Housing Implementation Plan “will now be submitted for Executive Committee approval..”

The BBC reports the statement in the Northern Ireland Assembly by the Social Development minister, the SDLP’s Margaret Ritchie, outlining a new housing strategy. The bullet points.

The Minister outlined plans to:
Build more homes- at least 5,250 in the next 3 years;
Make the existing co-ownership scheme more attractive for first time buyers including the immediate abolition of house value limits;
Bring forward proposals to establish a not for profit Mortgage Rescue Scheme;
Allow existing social housing tenants the chance to buy a stake in their homes;
Bring empty homes back into use through the development of an Empty Homes Strategy;
Together with the Minister of the Environment, introduce a Developers Contribution requiring future developments to include a proportion of homes for social and affordable housing; and
A new code for sustainable housing and a new procurement strategy that will increase the energy efficiency of new social houses whilst driving costs down.

Other points of interest

The Minister also outlined exciting new plans for the former Grosvenor Barracks Military Base in Enniskillen. “My Department will undertake a £40million regeneration project on the site of the former Military Base there. We will build nearly 350 mixed tenure homes that will solve the social housing crisis in Enniskillen for the next 5 years. As part of this development we will deliver the first Eco-village in the North, introducing a new ethos in the design process, setting new standards of construction and bringing benefits to the environment and residents alike.”

The notes to the statement point out that the Implementation Plan for the strategy, which intends to “take forward 74 of the 80 recommendations” from the Semple Report will now go to the Executive for approval.

Those notes

Notes to Editors:

There are currently over 38,000 people on the waiting list here for social housing. Over 20,000 of them are assessed as being in ‘Housing Stress’ and over 9,000 are officially homeless.

● **THE EXERCISE**:
Reproduce the housing strategy excerpt word for word from "Housing Implementation Plan" to "The bullet points.". The records that come next are separate material and have no connection to the housing strategy excerpt.

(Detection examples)

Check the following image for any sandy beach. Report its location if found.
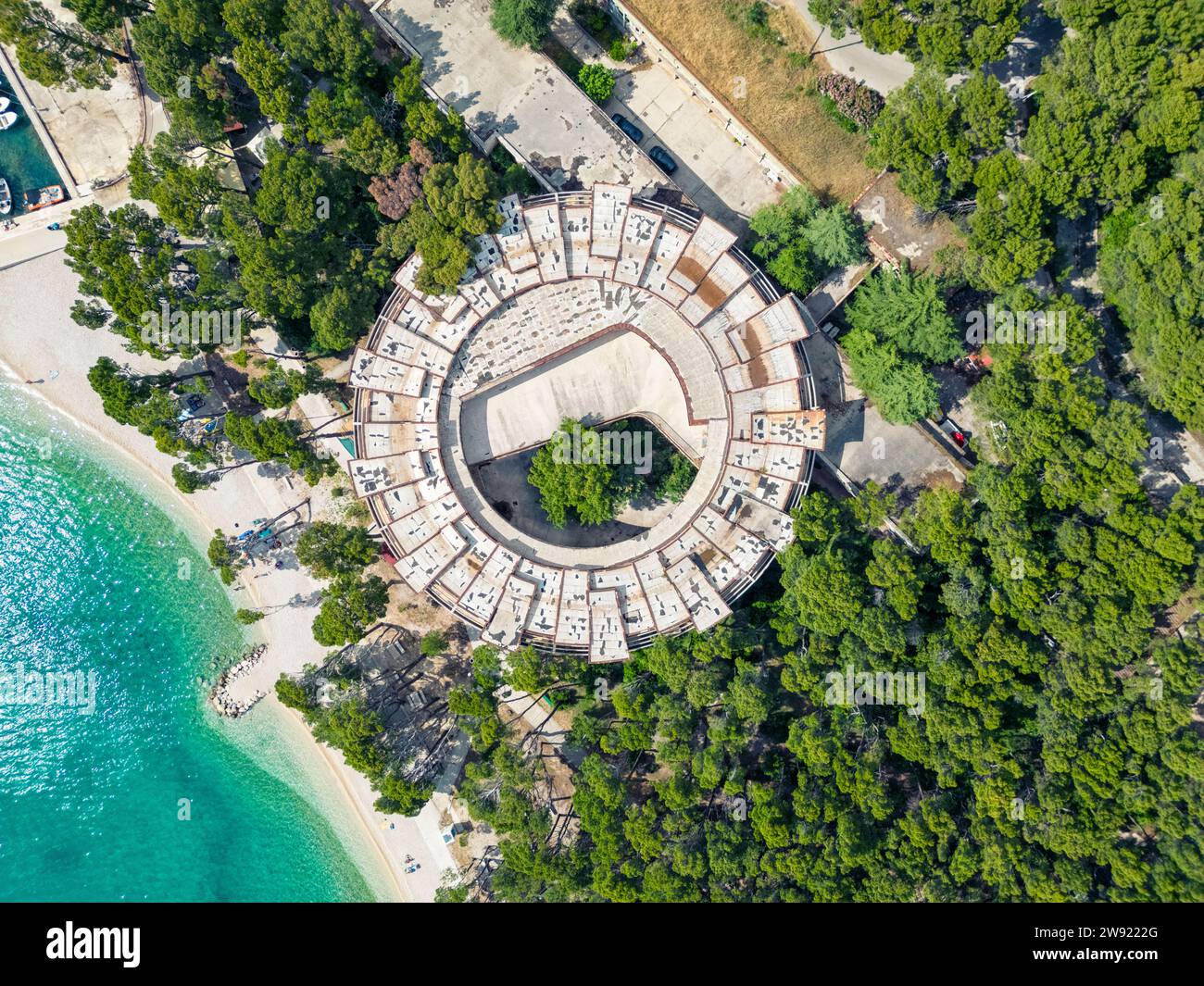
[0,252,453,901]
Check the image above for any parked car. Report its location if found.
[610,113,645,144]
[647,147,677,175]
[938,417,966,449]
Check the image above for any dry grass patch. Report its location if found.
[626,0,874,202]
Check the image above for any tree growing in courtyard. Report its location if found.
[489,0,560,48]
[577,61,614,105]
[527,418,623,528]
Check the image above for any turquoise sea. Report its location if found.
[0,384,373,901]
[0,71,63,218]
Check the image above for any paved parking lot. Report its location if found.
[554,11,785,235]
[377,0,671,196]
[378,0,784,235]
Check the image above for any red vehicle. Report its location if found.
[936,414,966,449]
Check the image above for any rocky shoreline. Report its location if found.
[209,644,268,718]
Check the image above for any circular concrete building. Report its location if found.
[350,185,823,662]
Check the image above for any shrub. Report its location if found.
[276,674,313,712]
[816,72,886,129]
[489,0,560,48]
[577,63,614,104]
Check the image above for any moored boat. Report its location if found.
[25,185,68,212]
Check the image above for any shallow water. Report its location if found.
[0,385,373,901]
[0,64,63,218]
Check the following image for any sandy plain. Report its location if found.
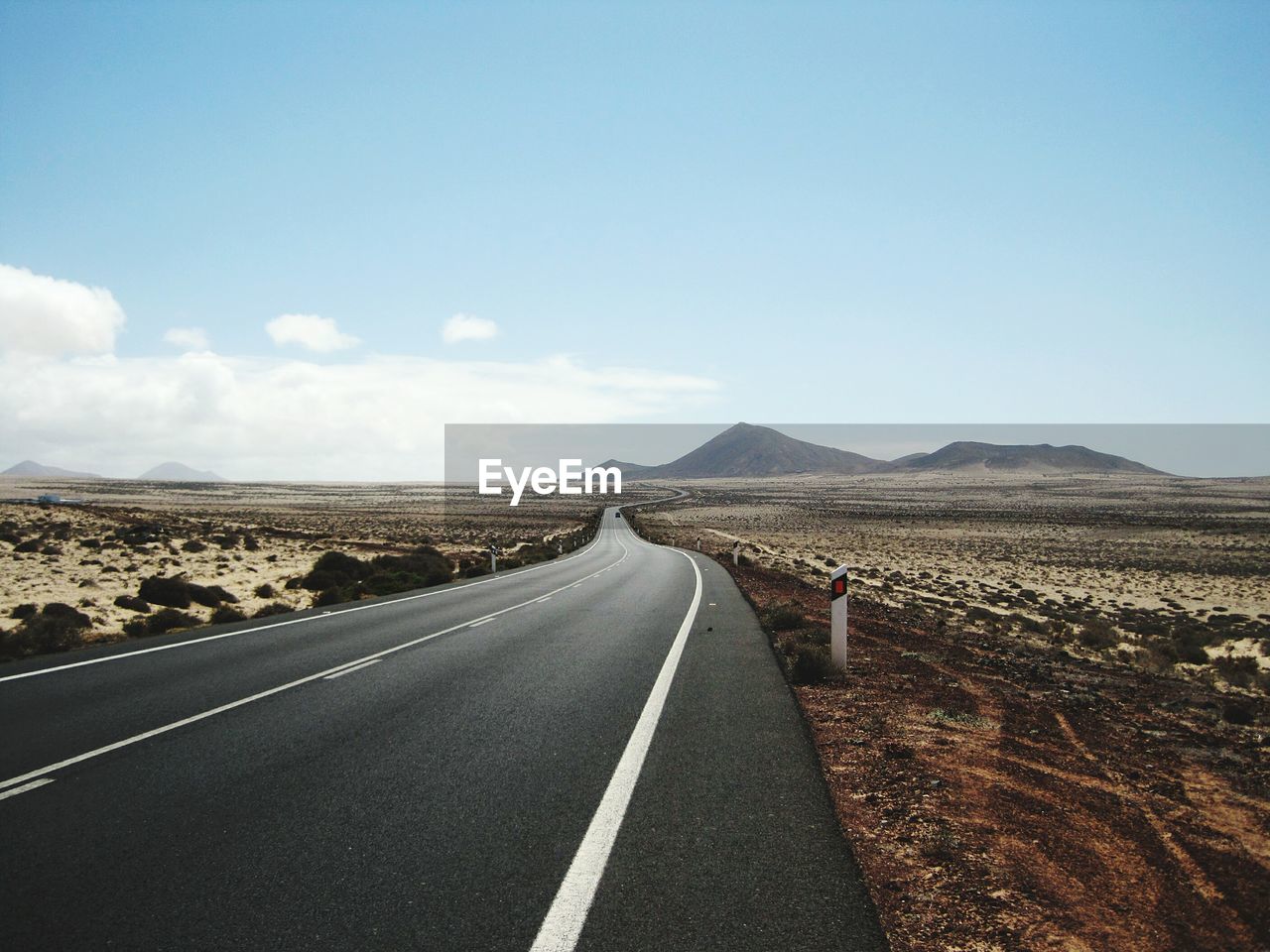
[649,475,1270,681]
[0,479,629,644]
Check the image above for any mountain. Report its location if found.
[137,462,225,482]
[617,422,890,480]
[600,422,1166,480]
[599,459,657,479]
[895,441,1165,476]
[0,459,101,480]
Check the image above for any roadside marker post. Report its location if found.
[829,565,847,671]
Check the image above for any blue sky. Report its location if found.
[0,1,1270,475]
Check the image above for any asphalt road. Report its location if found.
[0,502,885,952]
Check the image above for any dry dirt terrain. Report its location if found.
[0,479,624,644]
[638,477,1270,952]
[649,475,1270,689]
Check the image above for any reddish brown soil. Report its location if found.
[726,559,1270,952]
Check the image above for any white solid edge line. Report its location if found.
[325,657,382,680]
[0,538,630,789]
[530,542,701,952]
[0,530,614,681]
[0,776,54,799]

● **REPLY TO THE EXERCISE**:
Housing Implementation Plan “will now be submitted for Executive Committee approval..”

The BBC reports the statement in the Northern Ireland Assembly by the Social Development minister, the SDLP’s Margaret Ritchie, outlining a new housing strategy. The bullet points.